**WHAT THE EXERCISE ASKS:**
Without the pictures, give every record again exactly.
[[ MATERIAL FOR THIS TASK, beginning ]]
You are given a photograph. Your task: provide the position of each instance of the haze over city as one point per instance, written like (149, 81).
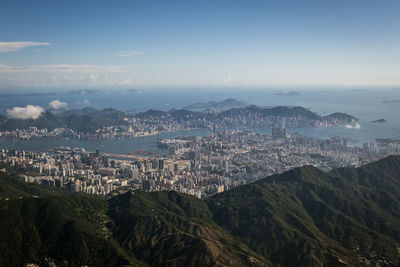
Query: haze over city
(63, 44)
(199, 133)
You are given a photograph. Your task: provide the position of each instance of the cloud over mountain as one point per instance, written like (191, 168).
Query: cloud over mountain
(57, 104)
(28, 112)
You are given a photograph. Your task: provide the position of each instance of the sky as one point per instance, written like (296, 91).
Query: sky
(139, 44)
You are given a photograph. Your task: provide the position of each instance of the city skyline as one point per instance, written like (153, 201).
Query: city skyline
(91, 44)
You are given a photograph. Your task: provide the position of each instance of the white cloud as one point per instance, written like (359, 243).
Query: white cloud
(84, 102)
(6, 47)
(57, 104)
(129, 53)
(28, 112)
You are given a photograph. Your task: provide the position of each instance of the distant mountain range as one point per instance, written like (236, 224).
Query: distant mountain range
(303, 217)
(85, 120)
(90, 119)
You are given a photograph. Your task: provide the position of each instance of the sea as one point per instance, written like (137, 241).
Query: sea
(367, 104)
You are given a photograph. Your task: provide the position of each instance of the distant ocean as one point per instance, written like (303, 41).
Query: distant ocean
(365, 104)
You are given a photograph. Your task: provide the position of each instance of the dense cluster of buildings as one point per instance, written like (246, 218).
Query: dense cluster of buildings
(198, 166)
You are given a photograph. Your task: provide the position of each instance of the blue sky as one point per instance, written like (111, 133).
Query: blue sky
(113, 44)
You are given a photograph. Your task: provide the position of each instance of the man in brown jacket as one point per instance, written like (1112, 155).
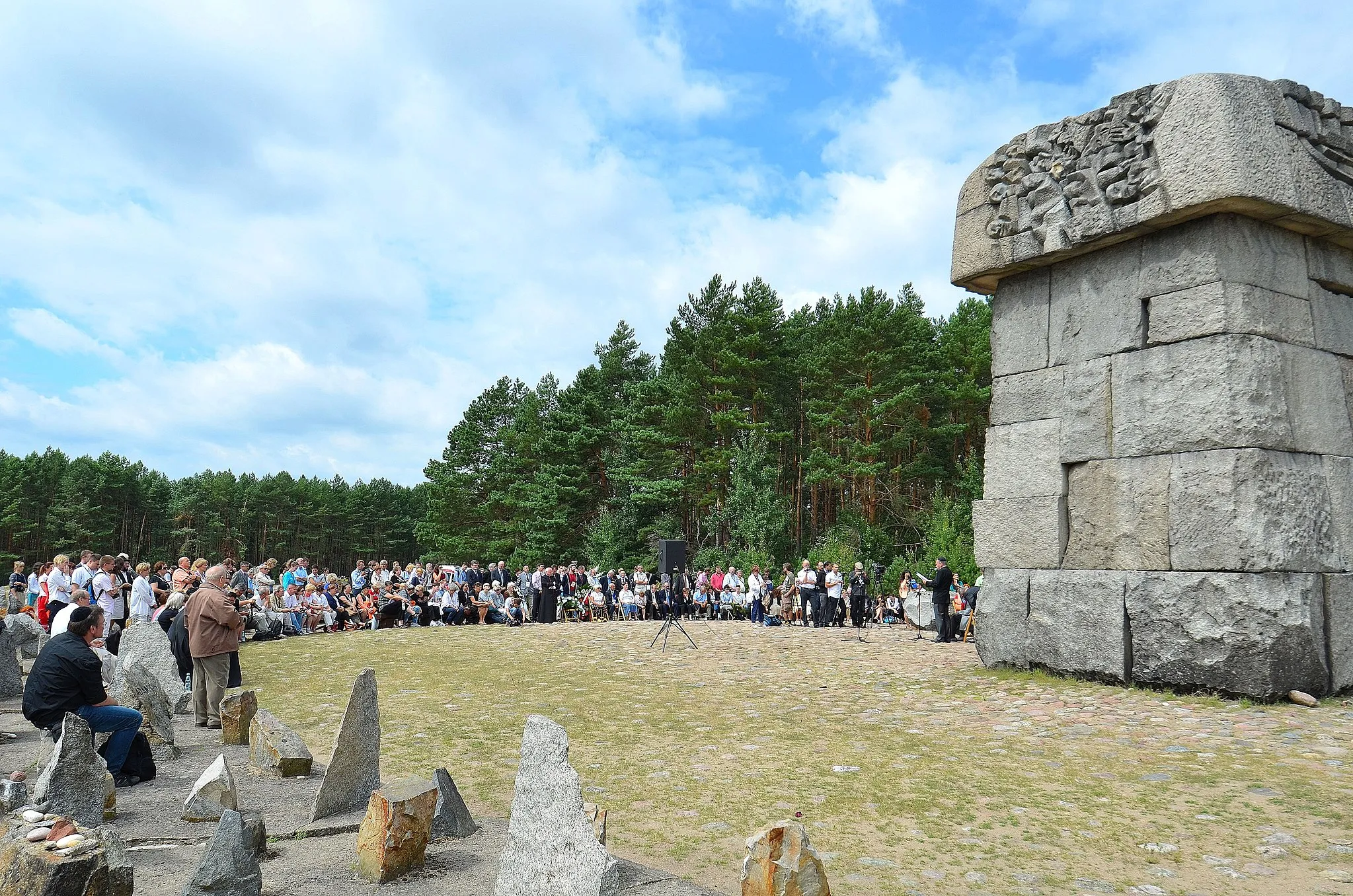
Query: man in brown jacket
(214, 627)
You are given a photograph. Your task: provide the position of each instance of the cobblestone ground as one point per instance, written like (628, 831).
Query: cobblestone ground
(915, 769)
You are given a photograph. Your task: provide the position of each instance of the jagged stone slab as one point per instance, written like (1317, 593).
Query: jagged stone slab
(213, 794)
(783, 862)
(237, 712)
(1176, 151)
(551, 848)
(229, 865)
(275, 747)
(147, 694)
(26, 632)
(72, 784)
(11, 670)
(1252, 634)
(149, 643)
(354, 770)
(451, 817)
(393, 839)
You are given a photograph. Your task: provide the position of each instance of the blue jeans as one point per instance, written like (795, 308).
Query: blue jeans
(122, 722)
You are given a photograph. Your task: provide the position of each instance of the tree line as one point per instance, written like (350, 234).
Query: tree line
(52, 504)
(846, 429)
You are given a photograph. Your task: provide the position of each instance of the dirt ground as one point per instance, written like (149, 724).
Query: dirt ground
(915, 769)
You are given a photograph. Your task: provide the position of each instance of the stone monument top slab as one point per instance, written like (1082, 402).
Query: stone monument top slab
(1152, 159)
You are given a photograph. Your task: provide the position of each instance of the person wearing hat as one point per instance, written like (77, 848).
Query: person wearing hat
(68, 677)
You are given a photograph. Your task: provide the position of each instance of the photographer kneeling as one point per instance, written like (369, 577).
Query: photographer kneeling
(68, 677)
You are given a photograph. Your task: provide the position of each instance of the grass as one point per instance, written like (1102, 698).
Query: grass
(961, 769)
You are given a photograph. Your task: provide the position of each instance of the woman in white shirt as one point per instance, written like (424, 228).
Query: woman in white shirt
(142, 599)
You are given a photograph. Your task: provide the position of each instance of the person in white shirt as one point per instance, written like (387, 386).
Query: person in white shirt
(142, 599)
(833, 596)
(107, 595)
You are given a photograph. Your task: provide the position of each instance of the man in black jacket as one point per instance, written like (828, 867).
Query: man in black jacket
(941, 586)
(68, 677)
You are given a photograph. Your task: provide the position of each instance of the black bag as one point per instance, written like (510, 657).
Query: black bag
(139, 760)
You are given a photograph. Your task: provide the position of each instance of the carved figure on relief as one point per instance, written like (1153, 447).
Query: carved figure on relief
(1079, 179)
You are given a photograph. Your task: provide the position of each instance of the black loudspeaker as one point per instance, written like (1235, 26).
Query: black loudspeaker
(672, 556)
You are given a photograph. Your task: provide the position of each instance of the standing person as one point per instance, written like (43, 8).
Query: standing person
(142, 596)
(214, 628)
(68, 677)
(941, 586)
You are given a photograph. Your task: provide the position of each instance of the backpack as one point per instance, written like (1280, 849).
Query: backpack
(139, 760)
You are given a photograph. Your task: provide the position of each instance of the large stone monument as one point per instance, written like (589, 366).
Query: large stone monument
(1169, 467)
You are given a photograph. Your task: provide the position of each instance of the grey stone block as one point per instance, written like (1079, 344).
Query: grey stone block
[[ MATERIAL FOR THIS TASK, end ]]
**WRITTEN ANSWER:**
You are given a photograph. Your task: provide the position of each instance of the haze over city as one point per instance, written like (149, 81).
Query: haze over city
(63, 44)
(199, 133)
You are given a photograph. Your task: provide the position of each instance of the cloud over mountain as one point per instance, written like (191, 168).
Query: cloud over mountain
(57, 104)
(28, 112)
You are given a photograph. Your task: provide the position of each instance of the sky as one point per instance, written like (296, 91).
Query: sky
(139, 44)
You are given a photograph. Your task: provide the position of each instance of the city skyline as one point per instance, written like (153, 201).
Query: city skyline
(91, 44)
You are given a photograph. Your task: provide the position of each instance of the white cloud as one point per instance, written like (359, 243).
Query: white cloud
(84, 102)
(6, 47)
(57, 104)
(129, 53)
(28, 112)
You are given a photograph. Your task: provide the position of each instance of the distant mountain range as one point per instance, written like (236, 224).
Query: distant mountain range
(303, 217)
(85, 120)
(90, 119)
You are given a photograph. Your task: provide the position of each instance of the sea as one point per instance, written like (137, 241).
Query: sea
(367, 104)
You are given a photograph. Your task: provide the position of each instance of the distant ocean as one point per instance, written like (303, 41).
Query: distant ocean
(365, 104)
You are given a photograph. Your task: provide the position of each instance of the dense cluster of buildings as one point per instance, written like (246, 218).
Query: dense cluster of buildings
(198, 166)
You are given a photograph. Your task: provide the position of each instance of the blue sky as one point per instance, written like (111, 133).
Query: blue sky
(113, 44)
You are given a photograph. Your task: provide the position of each instance of the man in brown jacket as one point per instance, written like (1112, 155).
Query: man in brown jacket
(214, 627)
You are given a photograph. Your task: provide the position of each instance of the cobblestone ground as one point per instance, written like (628, 831).
Query: cobblestone ground
(915, 769)
You are given a photograph. Your task: provide the position of each instance of the jagged stone slab as one point per instance, written like (1317, 593).
Query: jagged stone slab
(213, 794)
(783, 862)
(237, 712)
(1176, 151)
(551, 848)
(229, 865)
(275, 747)
(147, 694)
(26, 632)
(72, 784)
(11, 670)
(1252, 634)
(149, 643)
(354, 770)
(451, 817)
(393, 839)
You are given a photograph. Your task: provide the position of each instance of the blue jeans as one point per instance, written like (795, 308).
Query: blue jeans
(122, 722)
You are given a photograph. Your task: provide the position of each instance of the tree line as one point per instance, written like (350, 234).
Query: tree line
(52, 504)
(846, 429)
You are given a photograph. Your task: provide the position of each instance of the dirt ground as one point per instance, written like (149, 724).
Query: dirt ground
(915, 769)
You are given a photograph. Your task: provide the position of each instance of the stone monument top slab as one point per instance, written like (1082, 402).
Query: stone monument top slab
(1152, 159)
You are given a photograph. Your task: provide the position of each instance of the person wearing hat as one point per instance, written like (77, 848).
Query: person wearing hat
(68, 677)
You are given a photograph. Your task: provide the position of each instance of the photographer kneeling as one point per instance, written like (369, 577).
Query: photographer kneeling
(68, 677)
You are given a photograph. Your task: provide the position of each instance of the grass as one point per instance, written like (1102, 698).
Query: grass
(961, 769)
You are given a photograph. Your task: provide the position of each instance of the woman in white shirt as one point per instance, written like (424, 228).
Query: woman in white shirt
(142, 599)
You are given a photograph. Your task: provide the position of each instance of the person in white shirt as one point per instance, written like (387, 386).
Query: person in white shirt
(142, 599)
(833, 596)
(107, 595)
You are given a photograph. Your task: provide the position of each instance of the man in black jacket as one point per instance, written like (828, 867).
Query: man in black jacket
(941, 586)
(68, 677)
You are given a photograph. Your task: provide the position of each instance of the black bag as one point per instance, written like (510, 657).
Query: black bag
(139, 760)
You are given a photograph. Your task: provide the position of each instance of the carved figure on relief as one point per instance, written like (1153, 447).
Query: carved figure on relief
(1079, 179)
You are given a photograph. Your task: provide the position of each instance of the black loudspeaker as one point per instance, written like (1235, 26).
Query: black loudspeaker
(672, 556)
You are given a photograph. Your task: provide the position of each instance of the standing person as one point per instance, written like (43, 8).
Query: standing person
(142, 596)
(214, 628)
(68, 677)
(941, 586)
You are given a photograph. Your task: provide the position of each instance of the backpack as one point per instance, written like (1280, 849).
Query: backpack
(139, 760)
You are given a photograph. Your task: provide the position of each instance of the large stone monument as one point per instance, written like (589, 366).
Query: large stone monument
(1169, 467)
You are given a photograph. Your task: provide the position of each instance of the grey stone block as one point per instance, written like (1079, 344).
Query: grey stone block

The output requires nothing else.